Избранное. Логика мифа
Шрифт:
Как ты, песнь, коротка! Иль не мила тебе Ткань напева, как встарь? А тогда, в юности, В дни надежд — иль забылось? Нескончаемо песнь ты длил. Миг — и счастье, и песнь. В зарю вечернюю Окунусь ли, — уж темь, и холодна земля, И мелькая всё чертит Птица ночи у глаз крылом.
Гёльдерлин не устает повторять: «Секрету поэзии надо всю жизнь учиться», «поэту надо проверять чувства», «в слово надо вложить душу и верность». В чем же секрет поэзии? Секрет поэзии тот же, что и секрет жизни: «Поэзия — живое искусство».
Три требования — по Гёльдерлину — предъявляет поэзия к художнику: целостности, интимности, характерности. Целостность и интимность неразделимы. Они — конкретизация общей теоретической тезы для органического аспекта о единстве, сохраняющемся при самодеятельности и непрерывном развитии своих членов. Этим утверждается единство структур — поэтической формы как формы культуры и биологической формы, как формы природы. Тайна интимного — это тайна душевного движения (ритма), переданного произведению
Его органическая поэтика имела историческую предпосылку: романтизированная Эллада, которая представлялась органической культурой, воплощением поэзии на земле: «О, Греция, с твоим гениалитетом и благоговением, где ты? И я всем сердцем, всеми мыслями и делами шлепаю вслед за этим единственным человеком в мире». Но Гёльдерлин предупреждает об опасности абстрагировать правила искусства единственно от греков, от совершенства их поэзии, ибо «жизненные условия и судьба у немцев и у греков несходны», но зато он следует строгости различения древними видов поэзии и их формальной заостренности. Он пишет: «Мы колеблемся между двумя крайностями — между слепым подчинением старым формам и искусством без правил, своеволием». Избираемая форма не должна противоречить идеалу и содержанию, с которыми имеет дело. «Если давать современный материал, — пишет он, — то надо отойти от старых классических форм, которые так интимно приспособлены к своему содержанию, что для другого не пригодны». Он иллюстрирует это примером: так древняя трагедия не подходит для любовной истории, а в его эпоху любовная история могла быть сюжетом трагедии. Без героического диалога утрачивается трагедийный тон и трагедия теряет поэтический смысл, между тем в его эпоху ищут трогательных и потрясающих моментов, не заботясь о впечатлении от целого. Он предупреждает поэта о том, как бы идеалистический антураж и проработка поэтического творения не стали пустой манерностью, а изображение — тщеславием. Только в единстве духовно-чувственного, формально-материального раскрывается значение поэтического творения. Каждая часть такого творения должна быть равно завершенной, и только в процессе развития частей получает свою определенность целое: где части выигрывают в отношении содержания, там целое выигрывает в отношении интимности.
________________________________________
**ПИСЬМЕННОЕ ЗАДАНИЕ A:** Верните все строки, в которых встречается слово «railway».
Текст и строки — два самостоятельных материала, не связанных между собой.

Исходные строки
________________________________________
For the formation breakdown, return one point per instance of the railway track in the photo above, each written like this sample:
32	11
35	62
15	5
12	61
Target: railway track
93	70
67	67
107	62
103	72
________________________________________
**ПИСЬМЕННОЕ ЗАДАНИЕ B:** Воспроизведите дословно фрагмент текста о Гёльдерлине, который начинается со слов «Избранное. Логика мифа» и заканчивается словами «у глаз крылом.».

**ОТВЕТ К УПРАЖНЕНИЮ A:**
For the formation breakdown, return one point per instance of the railway track in the photo above, each written like this sample:
Target: railway track

**ОТВЕТ К УПРАЖНЕНИЮ B:**
Избранное. Логика мифа
Шрифт:
Как ты, песнь, коротка! Иль не мила тебе Ткань напева, как встарь? А тогда, в юности, В дни надежд — иль забылось? Нескончаемо песнь ты длил. Миг — и счастье, и песнь. В зарю вечернюю Окунусь ли, — уж темь, и холодна земля, И мелькая всё чертит Птица ночи у глаз крылом.